Task brief: Make an exact copy of the records, dropping all pictures.

Data extract:
■ ■ ■ ■ ■ ■ ■

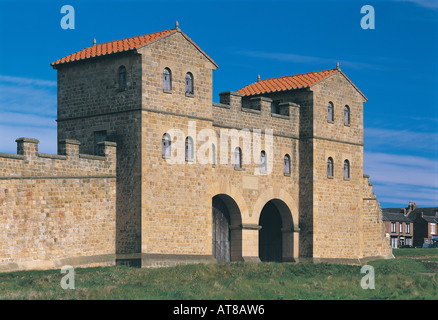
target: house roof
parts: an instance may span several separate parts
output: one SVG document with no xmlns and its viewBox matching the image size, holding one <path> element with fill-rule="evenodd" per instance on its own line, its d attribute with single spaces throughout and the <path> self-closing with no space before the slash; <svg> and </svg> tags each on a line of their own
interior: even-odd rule
<svg viewBox="0 0 438 320">
<path fill-rule="evenodd" d="M 412 222 L 411 219 L 409 219 L 403 213 L 400 212 L 383 212 L 382 220 L 397 221 L 397 222 Z"/>
<path fill-rule="evenodd" d="M 91 47 L 82 49 L 78 52 L 65 56 L 64 58 L 58 59 L 52 62 L 50 65 L 56 69 L 56 67 L 59 65 L 73 61 L 86 60 L 86 59 L 91 59 L 95 57 L 110 55 L 124 51 L 137 50 L 149 43 L 152 43 L 158 39 L 164 38 L 176 32 L 181 33 L 181 35 L 184 38 L 186 38 L 189 42 L 191 42 L 196 47 L 197 50 L 199 50 L 207 59 L 209 59 L 216 66 L 216 68 L 218 67 L 217 64 L 213 61 L 213 59 L 211 59 L 204 51 L 202 51 L 201 48 L 199 48 L 186 34 L 181 32 L 179 28 L 95 44 Z"/>
<path fill-rule="evenodd" d="M 429 207 L 429 208 L 417 208 L 415 210 L 412 211 L 412 213 L 422 213 L 425 216 L 435 216 L 436 218 L 438 218 L 438 207 Z"/>
<path fill-rule="evenodd" d="M 243 96 L 253 96 L 265 93 L 281 92 L 293 89 L 310 88 L 321 80 L 339 72 L 348 82 L 367 100 L 365 95 L 351 82 L 350 79 L 339 69 L 306 72 L 277 78 L 262 79 L 240 89 Z"/>
<path fill-rule="evenodd" d="M 421 217 L 421 213 L 423 213 L 424 217 L 432 217 L 438 219 L 438 207 L 416 208 L 409 213 L 409 217 L 411 219 L 416 219 L 417 217 Z"/>
<path fill-rule="evenodd" d="M 420 216 L 421 217 L 421 216 Z M 426 222 L 437 223 L 438 219 L 431 216 L 423 216 L 422 217 Z"/>
</svg>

■ ■ ■ ■ ■ ■ ■

Solved exercise:
target: house roof
parts: an instance may span several separate parts
output: one SVG document with no xmlns and its viewBox matching the image size, holding one <path> element with fill-rule="evenodd" per instance on its own line, its d attribute with single spaces throughout and the <path> self-closing with no space before the slash; <svg> and </svg> tags each on a line of their own
interior: even-odd rule
<svg viewBox="0 0 438 320">
<path fill-rule="evenodd" d="M 412 222 L 411 219 L 409 219 L 403 213 L 400 212 L 383 212 L 382 220 L 397 221 L 397 222 Z"/>
<path fill-rule="evenodd" d="M 91 47 L 82 49 L 78 52 L 65 56 L 64 58 L 58 59 L 52 62 L 50 65 L 56 69 L 56 67 L 59 65 L 73 61 L 86 60 L 86 59 L 91 59 L 95 57 L 110 55 L 124 51 L 137 50 L 149 43 L 152 43 L 158 39 L 164 38 L 176 32 L 181 33 L 181 35 L 184 38 L 186 38 L 189 42 L 191 42 L 196 47 L 197 50 L 199 50 L 207 59 L 209 59 L 216 66 L 216 68 L 218 67 L 217 64 L 213 61 L 213 59 L 211 59 L 204 51 L 202 51 L 201 48 L 199 48 L 186 34 L 181 32 L 179 28 L 95 44 Z"/>
<path fill-rule="evenodd" d="M 429 207 L 429 208 L 417 208 L 415 210 L 412 211 L 412 213 L 422 213 L 425 216 L 435 216 L 436 218 L 438 218 L 438 207 Z"/>
<path fill-rule="evenodd" d="M 243 96 L 253 96 L 265 93 L 281 92 L 293 89 L 310 88 L 321 80 L 339 72 L 348 82 L 367 100 L 365 95 L 351 82 L 350 79 L 339 69 L 306 72 L 277 78 L 262 79 L 240 89 Z"/>
<path fill-rule="evenodd" d="M 421 217 L 421 213 L 423 213 L 424 217 L 432 217 L 438 219 L 438 207 L 416 208 L 409 213 L 409 217 L 411 219 L 416 219 L 417 217 Z"/>
<path fill-rule="evenodd" d="M 420 216 L 421 217 L 421 216 Z M 426 222 L 437 223 L 438 219 L 431 216 L 423 216 L 422 217 Z"/>
</svg>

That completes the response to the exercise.